#### Items from a data source
══════
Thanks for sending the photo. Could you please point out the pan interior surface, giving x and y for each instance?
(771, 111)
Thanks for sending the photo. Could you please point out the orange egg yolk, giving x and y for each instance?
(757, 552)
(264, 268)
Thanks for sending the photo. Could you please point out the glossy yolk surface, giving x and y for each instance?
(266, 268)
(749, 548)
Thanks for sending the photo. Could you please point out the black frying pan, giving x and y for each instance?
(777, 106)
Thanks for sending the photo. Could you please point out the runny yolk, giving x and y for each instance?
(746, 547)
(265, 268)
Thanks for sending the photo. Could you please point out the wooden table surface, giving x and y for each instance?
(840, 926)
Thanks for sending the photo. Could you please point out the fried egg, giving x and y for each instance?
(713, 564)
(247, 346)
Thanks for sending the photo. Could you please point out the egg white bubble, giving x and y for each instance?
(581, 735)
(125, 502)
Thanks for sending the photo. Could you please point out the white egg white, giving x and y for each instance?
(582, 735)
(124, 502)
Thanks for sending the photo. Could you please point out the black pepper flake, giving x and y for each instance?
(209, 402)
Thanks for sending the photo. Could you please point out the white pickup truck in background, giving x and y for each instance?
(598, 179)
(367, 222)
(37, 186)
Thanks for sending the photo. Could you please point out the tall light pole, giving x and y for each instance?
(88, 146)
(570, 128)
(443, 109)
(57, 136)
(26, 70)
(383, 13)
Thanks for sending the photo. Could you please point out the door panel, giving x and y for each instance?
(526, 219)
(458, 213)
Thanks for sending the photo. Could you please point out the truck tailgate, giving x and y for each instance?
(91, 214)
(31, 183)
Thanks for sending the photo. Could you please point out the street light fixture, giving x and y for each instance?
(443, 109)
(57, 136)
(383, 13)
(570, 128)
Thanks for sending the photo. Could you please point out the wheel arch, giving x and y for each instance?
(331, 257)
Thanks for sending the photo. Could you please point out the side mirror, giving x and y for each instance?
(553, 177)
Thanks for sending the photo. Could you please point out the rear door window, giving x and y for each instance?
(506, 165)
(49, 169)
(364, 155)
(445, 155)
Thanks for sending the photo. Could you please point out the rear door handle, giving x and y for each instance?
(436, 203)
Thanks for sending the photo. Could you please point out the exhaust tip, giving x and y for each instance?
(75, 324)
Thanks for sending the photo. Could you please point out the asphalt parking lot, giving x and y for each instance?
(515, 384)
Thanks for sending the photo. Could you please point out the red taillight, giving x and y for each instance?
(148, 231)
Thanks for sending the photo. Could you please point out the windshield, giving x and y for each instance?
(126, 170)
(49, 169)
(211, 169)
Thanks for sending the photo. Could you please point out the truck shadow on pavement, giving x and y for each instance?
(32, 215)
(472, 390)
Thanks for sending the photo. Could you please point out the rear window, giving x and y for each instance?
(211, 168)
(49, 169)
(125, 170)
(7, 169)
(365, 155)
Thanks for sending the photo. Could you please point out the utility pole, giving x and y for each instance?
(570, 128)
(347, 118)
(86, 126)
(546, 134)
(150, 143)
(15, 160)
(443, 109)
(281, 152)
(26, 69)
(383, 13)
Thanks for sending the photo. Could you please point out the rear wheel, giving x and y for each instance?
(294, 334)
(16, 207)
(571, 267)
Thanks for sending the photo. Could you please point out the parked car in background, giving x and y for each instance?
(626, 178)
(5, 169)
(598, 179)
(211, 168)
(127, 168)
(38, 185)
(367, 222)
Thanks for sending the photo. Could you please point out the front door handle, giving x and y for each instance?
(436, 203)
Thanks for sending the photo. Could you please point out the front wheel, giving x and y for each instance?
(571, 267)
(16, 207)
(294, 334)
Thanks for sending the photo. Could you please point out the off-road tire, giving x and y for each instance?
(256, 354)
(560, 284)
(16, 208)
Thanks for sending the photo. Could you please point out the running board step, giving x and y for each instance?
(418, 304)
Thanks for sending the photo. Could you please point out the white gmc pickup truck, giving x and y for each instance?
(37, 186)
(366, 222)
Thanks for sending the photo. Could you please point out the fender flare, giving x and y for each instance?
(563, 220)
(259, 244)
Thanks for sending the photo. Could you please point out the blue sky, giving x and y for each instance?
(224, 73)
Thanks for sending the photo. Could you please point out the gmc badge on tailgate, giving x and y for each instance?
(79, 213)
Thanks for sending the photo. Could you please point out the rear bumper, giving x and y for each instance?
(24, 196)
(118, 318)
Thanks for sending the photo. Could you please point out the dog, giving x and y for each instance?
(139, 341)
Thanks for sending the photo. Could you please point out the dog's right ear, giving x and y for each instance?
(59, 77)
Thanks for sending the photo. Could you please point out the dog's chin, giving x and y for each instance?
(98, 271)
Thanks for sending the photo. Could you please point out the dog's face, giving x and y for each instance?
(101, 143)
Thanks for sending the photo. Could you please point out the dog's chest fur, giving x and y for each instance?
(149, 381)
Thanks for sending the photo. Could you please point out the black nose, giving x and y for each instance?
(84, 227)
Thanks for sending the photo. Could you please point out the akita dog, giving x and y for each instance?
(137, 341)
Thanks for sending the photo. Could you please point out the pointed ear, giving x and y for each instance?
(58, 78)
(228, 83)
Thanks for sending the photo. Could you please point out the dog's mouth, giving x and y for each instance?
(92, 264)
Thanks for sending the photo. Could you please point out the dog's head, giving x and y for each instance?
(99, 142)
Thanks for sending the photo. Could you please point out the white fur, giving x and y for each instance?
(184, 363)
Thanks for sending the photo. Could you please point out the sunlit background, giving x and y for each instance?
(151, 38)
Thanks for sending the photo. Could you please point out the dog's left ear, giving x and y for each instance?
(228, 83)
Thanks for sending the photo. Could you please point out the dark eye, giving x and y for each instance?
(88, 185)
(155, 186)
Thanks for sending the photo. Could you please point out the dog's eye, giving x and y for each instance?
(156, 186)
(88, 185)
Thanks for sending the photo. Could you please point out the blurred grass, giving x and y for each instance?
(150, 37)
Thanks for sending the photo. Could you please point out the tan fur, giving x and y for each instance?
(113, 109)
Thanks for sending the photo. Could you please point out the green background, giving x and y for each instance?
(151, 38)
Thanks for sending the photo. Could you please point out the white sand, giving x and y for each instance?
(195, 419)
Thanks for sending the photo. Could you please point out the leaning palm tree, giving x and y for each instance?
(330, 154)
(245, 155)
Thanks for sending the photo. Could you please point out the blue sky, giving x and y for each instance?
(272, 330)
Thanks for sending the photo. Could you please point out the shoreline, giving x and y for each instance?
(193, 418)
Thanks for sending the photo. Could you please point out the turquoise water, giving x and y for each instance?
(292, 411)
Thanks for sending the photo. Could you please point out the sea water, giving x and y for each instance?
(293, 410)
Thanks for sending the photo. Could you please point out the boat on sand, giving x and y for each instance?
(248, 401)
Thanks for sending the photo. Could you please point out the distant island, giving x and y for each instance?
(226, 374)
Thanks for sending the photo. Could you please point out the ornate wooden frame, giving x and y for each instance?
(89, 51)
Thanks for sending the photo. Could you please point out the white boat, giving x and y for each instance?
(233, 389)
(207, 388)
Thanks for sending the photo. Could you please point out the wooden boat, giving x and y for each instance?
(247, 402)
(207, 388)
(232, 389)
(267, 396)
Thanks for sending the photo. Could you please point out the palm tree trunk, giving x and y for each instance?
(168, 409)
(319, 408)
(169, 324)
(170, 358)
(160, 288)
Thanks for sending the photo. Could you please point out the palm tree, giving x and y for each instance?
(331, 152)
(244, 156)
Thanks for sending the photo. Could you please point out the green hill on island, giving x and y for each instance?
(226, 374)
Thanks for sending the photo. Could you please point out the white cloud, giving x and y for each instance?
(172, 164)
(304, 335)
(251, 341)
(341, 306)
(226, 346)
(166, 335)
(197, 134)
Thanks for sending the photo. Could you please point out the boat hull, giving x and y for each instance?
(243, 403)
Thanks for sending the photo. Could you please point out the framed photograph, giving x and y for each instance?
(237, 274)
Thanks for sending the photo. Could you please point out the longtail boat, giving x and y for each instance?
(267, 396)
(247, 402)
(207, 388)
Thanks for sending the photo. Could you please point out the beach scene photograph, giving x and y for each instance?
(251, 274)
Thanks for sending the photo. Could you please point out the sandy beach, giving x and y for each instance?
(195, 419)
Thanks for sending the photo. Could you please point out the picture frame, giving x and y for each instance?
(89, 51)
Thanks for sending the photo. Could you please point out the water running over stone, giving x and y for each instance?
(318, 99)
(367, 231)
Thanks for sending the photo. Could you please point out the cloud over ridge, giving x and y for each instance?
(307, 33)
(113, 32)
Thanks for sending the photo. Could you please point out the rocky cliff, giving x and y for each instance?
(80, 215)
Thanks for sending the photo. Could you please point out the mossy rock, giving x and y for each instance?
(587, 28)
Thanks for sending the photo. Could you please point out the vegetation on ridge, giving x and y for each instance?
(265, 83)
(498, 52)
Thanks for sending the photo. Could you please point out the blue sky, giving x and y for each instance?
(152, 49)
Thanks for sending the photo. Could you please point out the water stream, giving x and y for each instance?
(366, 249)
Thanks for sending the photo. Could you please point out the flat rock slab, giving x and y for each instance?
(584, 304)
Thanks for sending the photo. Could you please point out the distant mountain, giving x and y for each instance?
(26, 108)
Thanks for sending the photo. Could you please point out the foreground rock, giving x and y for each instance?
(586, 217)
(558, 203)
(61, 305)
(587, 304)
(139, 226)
══════
#### Problem to work on
Nothing but the lines from the one that contains "out the cloud" through the last line of the entries should appear in your reply, each repeated exactly.

#### Answer to this exercise
Thanks for sending the photo. Could you please point out the cloud over ridge, giving x and y for each instance?
(307, 33)
(113, 32)
Thanks for sending the photo. Could you please point out the rocky cliff, giving x and y for each instance?
(80, 215)
Thanks for sending the photo. Could you please point out the mossy rock, giving x and y for each instance?
(587, 28)
Thanks for sending the photo. Could you please point out the vegetation on ridge, giving x and y for each instance?
(265, 83)
(498, 52)
Thanks for sending the photo. Could you please point out the blue sky, giving x and y for each instance?
(152, 49)
Thanks for sending the photo. Could you please point out the water stream, giving x and y for each instance?
(366, 249)
Thanks for sending the photo. Could you please point out the flat rock slab, giving x and y for each instance?
(584, 304)
Thanks for sending the photo. Could you please point out the distant mountain, giving x and y for each instance?
(26, 108)
Thanks for sending the photo. Could you please point out the foreground rock, giving x and y for each instance?
(586, 217)
(558, 203)
(61, 305)
(587, 304)
(139, 226)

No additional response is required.